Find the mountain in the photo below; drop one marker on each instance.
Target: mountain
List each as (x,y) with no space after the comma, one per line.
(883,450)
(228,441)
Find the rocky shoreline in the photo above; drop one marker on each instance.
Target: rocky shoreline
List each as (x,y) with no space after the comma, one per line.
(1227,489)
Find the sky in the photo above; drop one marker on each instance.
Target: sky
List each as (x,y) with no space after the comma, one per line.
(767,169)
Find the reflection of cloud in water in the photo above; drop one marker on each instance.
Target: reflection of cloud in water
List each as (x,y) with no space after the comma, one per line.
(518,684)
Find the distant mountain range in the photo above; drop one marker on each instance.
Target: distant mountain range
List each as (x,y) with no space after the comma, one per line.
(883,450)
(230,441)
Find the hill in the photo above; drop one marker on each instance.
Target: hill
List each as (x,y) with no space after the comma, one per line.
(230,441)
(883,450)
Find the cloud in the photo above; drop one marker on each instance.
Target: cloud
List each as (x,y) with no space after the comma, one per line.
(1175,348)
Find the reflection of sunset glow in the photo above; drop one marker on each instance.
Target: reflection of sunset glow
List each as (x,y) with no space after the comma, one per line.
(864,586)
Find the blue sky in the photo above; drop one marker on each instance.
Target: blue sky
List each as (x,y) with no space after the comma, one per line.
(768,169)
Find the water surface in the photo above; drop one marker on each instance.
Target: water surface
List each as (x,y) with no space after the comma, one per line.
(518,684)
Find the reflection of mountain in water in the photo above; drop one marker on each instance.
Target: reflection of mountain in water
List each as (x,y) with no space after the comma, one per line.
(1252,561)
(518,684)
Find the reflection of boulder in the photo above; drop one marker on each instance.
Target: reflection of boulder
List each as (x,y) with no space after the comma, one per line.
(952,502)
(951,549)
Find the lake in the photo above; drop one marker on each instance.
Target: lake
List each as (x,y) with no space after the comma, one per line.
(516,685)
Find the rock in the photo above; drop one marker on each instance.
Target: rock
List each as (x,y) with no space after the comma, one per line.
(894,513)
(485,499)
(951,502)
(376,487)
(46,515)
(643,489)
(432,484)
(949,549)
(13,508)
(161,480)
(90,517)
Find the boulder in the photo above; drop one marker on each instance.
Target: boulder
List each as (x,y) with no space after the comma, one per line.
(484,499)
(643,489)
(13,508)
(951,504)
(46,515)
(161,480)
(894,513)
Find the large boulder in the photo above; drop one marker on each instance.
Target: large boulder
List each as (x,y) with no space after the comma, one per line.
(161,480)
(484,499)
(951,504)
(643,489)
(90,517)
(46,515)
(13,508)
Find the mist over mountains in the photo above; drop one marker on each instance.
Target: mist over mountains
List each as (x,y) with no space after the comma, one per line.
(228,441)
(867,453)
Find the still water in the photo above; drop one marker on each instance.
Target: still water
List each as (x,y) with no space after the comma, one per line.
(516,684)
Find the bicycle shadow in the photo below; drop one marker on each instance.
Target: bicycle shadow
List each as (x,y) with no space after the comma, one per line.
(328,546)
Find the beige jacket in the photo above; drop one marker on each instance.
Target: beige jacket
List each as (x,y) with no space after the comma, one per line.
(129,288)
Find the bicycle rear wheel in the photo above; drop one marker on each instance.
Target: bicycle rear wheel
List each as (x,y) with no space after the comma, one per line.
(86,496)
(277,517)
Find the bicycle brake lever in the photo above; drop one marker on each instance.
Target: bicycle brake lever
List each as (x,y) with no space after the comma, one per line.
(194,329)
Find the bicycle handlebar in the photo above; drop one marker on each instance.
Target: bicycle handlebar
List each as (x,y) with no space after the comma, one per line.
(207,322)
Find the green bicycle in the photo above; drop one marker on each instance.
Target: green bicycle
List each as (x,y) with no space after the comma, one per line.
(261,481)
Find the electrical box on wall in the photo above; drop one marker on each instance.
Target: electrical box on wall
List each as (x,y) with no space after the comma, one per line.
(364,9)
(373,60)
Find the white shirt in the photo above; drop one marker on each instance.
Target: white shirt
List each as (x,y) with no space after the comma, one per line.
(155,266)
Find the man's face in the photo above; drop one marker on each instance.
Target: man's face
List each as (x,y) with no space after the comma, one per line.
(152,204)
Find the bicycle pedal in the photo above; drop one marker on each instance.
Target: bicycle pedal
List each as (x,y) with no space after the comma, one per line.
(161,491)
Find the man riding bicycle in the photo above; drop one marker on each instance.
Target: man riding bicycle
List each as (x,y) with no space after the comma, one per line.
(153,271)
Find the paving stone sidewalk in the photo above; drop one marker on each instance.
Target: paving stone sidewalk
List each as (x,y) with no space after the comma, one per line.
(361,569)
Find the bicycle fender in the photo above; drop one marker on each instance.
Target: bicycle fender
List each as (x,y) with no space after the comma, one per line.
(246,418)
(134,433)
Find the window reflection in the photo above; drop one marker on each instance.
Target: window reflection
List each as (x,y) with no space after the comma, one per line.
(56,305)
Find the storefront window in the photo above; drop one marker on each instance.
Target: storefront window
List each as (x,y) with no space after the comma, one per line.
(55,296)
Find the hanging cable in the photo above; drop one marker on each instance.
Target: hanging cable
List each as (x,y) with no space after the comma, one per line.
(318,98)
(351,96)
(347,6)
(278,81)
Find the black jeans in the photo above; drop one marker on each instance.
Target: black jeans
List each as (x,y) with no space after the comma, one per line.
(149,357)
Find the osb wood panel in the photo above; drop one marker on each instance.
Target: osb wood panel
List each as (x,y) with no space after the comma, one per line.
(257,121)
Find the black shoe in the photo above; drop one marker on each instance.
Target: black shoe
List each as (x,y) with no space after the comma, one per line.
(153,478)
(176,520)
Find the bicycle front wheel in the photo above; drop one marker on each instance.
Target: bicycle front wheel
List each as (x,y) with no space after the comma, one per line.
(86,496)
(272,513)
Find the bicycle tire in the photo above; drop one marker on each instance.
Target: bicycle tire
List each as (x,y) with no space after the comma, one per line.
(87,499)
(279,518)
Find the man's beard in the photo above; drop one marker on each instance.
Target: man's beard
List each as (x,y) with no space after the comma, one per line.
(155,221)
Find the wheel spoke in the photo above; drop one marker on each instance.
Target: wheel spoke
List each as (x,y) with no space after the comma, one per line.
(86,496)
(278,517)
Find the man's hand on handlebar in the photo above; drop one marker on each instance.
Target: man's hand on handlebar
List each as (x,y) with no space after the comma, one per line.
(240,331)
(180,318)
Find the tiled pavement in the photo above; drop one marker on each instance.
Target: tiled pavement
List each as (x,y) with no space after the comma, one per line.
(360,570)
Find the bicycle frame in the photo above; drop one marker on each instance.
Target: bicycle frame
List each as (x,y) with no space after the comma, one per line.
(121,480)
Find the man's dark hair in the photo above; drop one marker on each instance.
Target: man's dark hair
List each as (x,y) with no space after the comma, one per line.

WHAT TO WORK ON: Your task is to repeat every entry exactly.

EXPECTED ANSWER:
Find the mountain in the photo below; drop one marker on each instance.
Target: mountain
List each as (x,y) with no space after the comma, one per line.
(883,450)
(228,441)
Find the rocky shoreline in the photo above; drop one marker on each instance.
Target: rocky shoreline
List each as (x,y) with no space after the comma, one per line.
(1227,489)
Find the sky in the photo above; drop one marker on each instance.
Target: sky
List each as (x,y) with no space after the comma, one per line.
(767,169)
Find the reflection of cloud in water in the photo above; drop one marker on each instance.
Target: reflection of cloud in water
List each as (x,y) with no space after the comma, one per line.
(518,684)
Find the distant mountain range in the photo above; drop one marker on each instance.
Target: distant mountain range
List each as (x,y) with no space after the comma, one per line.
(883,450)
(230,441)
Find the hill in the photo above; drop one marker on each instance.
Target: hill
List each as (x,y) with no space after the comma, one per line.
(230,441)
(883,450)
Find the cloud in the photo above; drop one marker on each instance.
Target: cloud
List each as (x,y) with no space after the comma, one per line.
(1175,348)
Find the reflection of sunset glow in the photo above; drop one marker on each instance.
Target: reflection of sunset glow
List each as (x,y) with no space after the comma, one per line.
(864,586)
Find the blue sky in the photo above; drop one marker on each instance.
Target: blue sky
List each as (x,y) with no space after the comma, one per line.
(768,169)
Find the water surface in the photo above; drop one marker on each instance.
Target: water surface
List each as (x,y) with no space after the comma, one per line.
(518,684)
Find the reflection of mountain in water in the photo above; drop one marker on each instance.
Target: reflection of mountain in water
List each as (x,y) with no space after the comma, one per line.
(1252,561)
(518,684)
Find the reflection of boulder in the photo above; drop one marker on each instance.
Target: reflection of boulder
List each as (x,y) with no space after the comma, one per line.
(952,502)
(951,549)
Find the lake in the photo above; drop one marker on each instance.
Target: lake
List each as (x,y) with no space after the comma, one per line.
(516,685)
Find the rock in the photo above; drop one marker on each instance.
Target: rock
List each as (x,y) with no space after the comma, one per line.
(894,513)
(485,499)
(951,502)
(376,487)
(46,515)
(643,489)
(432,484)
(949,549)
(13,508)
(161,480)
(90,517)
Find the boulder in the photo above; drop one marker on each instance.
Target: boulder
List each as (x,y) with no space after the comma, one per line.
(484,499)
(643,489)
(13,508)
(951,504)
(46,515)
(161,480)
(894,513)
Find the large boulder in the photo above; drop one marker on each instance.
Target: large boulder
List each as (x,y) with no space after the comma, one per line.
(161,480)
(484,499)
(951,504)
(643,489)
(90,517)
(46,515)
(13,508)
Find the mist over mountains in the photo above; drop one marker on each instance.
Target: mist over mountains
List each as (x,y) with no space after the comma, one per line.
(228,441)
(867,453)
Find the still water in the photo above; drop one marker on each instance.
Target: still water
List each as (x,y) with no space after the comma, one per line.
(516,684)
Find the bicycle shadow in the photo below; drop one marker on each instance.
Target: bicycle shadow
List each as (x,y) with no space after the comma, one per line.
(328,546)
Find the beige jacket in the photo above; drop one marker on each instance.
Target: beige jacket
List each as (x,y) with no space after the comma, one per line.
(129,288)
Find the bicycle rear wheel in the photo above; drop one marker on each instance.
Target: bicycle rear wheel
List each as (x,y) with no space after the comma, one per line.
(86,496)
(277,517)
Find the bicycle brake lever in the photo above; drop one marker on each instance.
Target: bicycle brake lever
List each as (x,y) with no space after the comma, one per line.
(194,329)
Find the bicycle handlebar in the photo above; drop one marker on each instance.
Target: bicycle handlebar
List each as (x,y) with no space after the comma, one per line.
(207,322)
Find the green bicycle in the photo above; drop one marker on each instance.
Target: green bicycle
List each as (x,y) with no space after the comma, one per line.
(261,481)
Find the electrical box on wall in the photo above; drop one marker on each instance.
Target: electrical box on wall
List each as (x,y) with no space after the comma, one per line.
(364,9)
(373,60)
Find the white shirt in the photo above; drop one marker on each instance.
Target: white shirt
List each as (x,y) with no space after the comma, one per line.
(155,266)
Find the man's face in the photo above; drop one marker on each instance.
Target: man's face
List each as (x,y) with no space after the comma, one per line.
(152,204)
Find the bicycle pedal in the photo above; drop one marker on each instance.
Target: bicycle pedal
List each as (x,y) with no space after the comma, one per line.
(161,491)
Find the man riding bicycle in the photo above; drop one marker on each instance.
Target: man riding bicycle
List each as (x,y) with no space after the comma, one per line.
(153,271)
Find the paving stone sidewalk in the photo above; drop one marker on each instance.
Target: paving stone sidewalk
List each as (x,y) with no space after the comma, one per line.
(361,569)
Find the bicycle fender in the photo above; drop one marker on each instance.
Target: bicycle fender
List each as (x,y) with no space after the comma, one per line.
(246,418)
(134,433)
Find the window reflection in the photo above; drop one marker on each instance.
Target: window reflection
List each as (x,y) with no space after the comma, one per line.
(56,305)
Find the storefront window in the photo above; drop one marker on each instance.
Target: storefront window
List each as (x,y) with no space after the comma, one per line.
(55,296)
Find the hanging cable in the photo above; drop one marker on each instance.
Target: hanging cable
List each as (x,y) with no space after the comma, one per line.
(318,98)
(351,96)
(347,6)
(278,81)
Find the black jeans in the photo above; drop one marker on each instance.
Target: black jeans
List each as (x,y) with no space after the comma, one per line.
(149,357)
Find the osb wood panel in the photo above; drop one marker on each instance.
Target: osb wood panel
List each as (x,y) with no space after the comma, one per line.
(257,121)
Find the black shoe in the photo above; drop one marker on each instance.
Target: black shoe
List each as (x,y) with no space after the comma, one per line.
(153,478)
(176,520)
Find the bicycle front wheel in the photo above; drop one marker on each instance.
Target: bicycle front wheel
List each as (x,y) with no space after the comma, one per line.
(86,496)
(272,513)
Find the bicycle tire in the photo above; drop one marker on each instance.
Target: bicycle tire
List each as (x,y) with no space after the comma, one per line.
(87,499)
(279,518)
Find the man's beard in the photo above; drop one marker on each instance.
Target: man's beard
List each as (x,y) with no space after the comma, one per line.
(155,221)
Find the wheel spoke in the photo above; drop one marker on each instance.
Target: wheel spoke
List each as (x,y) with no space after the comma, one per line.
(86,496)
(278,517)
Find the man's hand on handlebar in the photo above; drop one marker on each instance.
Target: man's hand on handlebar
List each as (x,y) with no space after the comma, one per line.
(240,331)
(180,318)
Find the tiled pavement in the photo above; drop one marker on each instance.
Target: tiled pavement
List each as (x,y) with no space after the comma, one per line.
(360,570)
Find the bicycle frame in the photo above; drop one marker on each instance.
Target: bicycle frame
List each as (x,y) with no space after the comma, one per line.
(121,480)
Find the man's dark hair in the photo above; drop one marker on each instance.
Target: man's dark hair
List each as (x,y) with no space after the comma, one per line.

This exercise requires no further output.